__作業指示__: 「Can you see the shore」を含む行から始めて最後の行で終え、その範囲の行だけを依頼文ごと書き直すこと。回答にある座標の数値にはすべて0.35を掛け、四捨五入で整数にし、依頼文とその書式例はそのままにすること。

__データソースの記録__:
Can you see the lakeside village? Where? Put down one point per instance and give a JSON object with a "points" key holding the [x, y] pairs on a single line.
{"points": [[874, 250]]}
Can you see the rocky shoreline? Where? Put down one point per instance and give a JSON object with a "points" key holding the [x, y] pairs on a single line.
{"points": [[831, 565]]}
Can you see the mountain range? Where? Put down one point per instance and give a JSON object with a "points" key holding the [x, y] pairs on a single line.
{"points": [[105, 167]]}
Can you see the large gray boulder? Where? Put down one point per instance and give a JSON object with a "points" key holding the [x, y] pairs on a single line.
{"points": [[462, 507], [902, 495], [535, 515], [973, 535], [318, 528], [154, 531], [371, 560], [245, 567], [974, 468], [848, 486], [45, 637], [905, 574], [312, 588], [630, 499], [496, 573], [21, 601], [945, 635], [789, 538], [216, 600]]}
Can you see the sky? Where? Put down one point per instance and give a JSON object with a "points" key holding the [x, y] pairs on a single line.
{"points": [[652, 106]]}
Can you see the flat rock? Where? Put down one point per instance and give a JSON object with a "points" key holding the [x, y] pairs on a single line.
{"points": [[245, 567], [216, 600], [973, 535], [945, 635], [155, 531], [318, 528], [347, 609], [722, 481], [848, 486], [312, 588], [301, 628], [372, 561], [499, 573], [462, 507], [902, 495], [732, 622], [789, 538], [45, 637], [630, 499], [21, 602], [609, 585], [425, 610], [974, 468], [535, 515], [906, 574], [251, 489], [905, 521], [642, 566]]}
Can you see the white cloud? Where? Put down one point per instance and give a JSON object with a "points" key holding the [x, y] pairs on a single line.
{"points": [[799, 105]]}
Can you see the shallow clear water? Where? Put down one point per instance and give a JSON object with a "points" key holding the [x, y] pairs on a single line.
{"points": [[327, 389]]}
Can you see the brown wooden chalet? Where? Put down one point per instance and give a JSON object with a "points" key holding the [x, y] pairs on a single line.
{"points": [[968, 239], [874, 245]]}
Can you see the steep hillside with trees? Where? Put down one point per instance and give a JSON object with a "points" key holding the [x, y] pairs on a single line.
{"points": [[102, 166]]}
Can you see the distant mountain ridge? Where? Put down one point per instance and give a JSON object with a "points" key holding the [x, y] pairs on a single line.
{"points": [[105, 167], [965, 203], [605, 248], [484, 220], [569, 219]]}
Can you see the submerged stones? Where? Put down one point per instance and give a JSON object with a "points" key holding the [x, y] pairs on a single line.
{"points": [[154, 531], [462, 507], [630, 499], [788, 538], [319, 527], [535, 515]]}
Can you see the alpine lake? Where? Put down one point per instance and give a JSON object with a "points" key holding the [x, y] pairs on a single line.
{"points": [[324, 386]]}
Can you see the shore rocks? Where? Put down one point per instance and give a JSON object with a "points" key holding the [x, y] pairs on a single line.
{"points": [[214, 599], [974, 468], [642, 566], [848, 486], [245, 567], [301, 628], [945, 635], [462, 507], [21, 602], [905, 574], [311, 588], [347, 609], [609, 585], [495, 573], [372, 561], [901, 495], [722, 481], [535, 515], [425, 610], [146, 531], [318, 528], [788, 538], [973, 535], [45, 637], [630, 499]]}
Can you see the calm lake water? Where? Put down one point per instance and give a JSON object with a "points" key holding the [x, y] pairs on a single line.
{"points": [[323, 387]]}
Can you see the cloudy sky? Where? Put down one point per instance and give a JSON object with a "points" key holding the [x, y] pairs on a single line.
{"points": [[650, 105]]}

__結果__:
Can you see the shore rocks? Where? Put down one point per instance and give a JSON object with a "points" key holding the [x, y] pairs on a single line.
{"points": [[75, 210], [341, 164], [225, 198], [297, 170], [86, 198], [105, 220], [331, 222], [162, 177], [7, 211], [317, 201], [109, 206], [121, 213], [213, 205], [173, 201], [130, 196], [315, 173], [253, 168], [187, 180], [149, 214], [51, 186], [111, 185], [276, 188], [341, 187], [16, 223], [221, 175]]}
Can you see the calm lake water? Where? Put down one point per instance and give a JSON object with a "points" key holding the [x, y] pairs on a single line.
{"points": [[113, 135]]}
Can you see the cloudy sky? Where? Put down one point per instance and give a JSON object with a "points" key holding the [x, y] pairs on a single line.
{"points": [[228, 37]]}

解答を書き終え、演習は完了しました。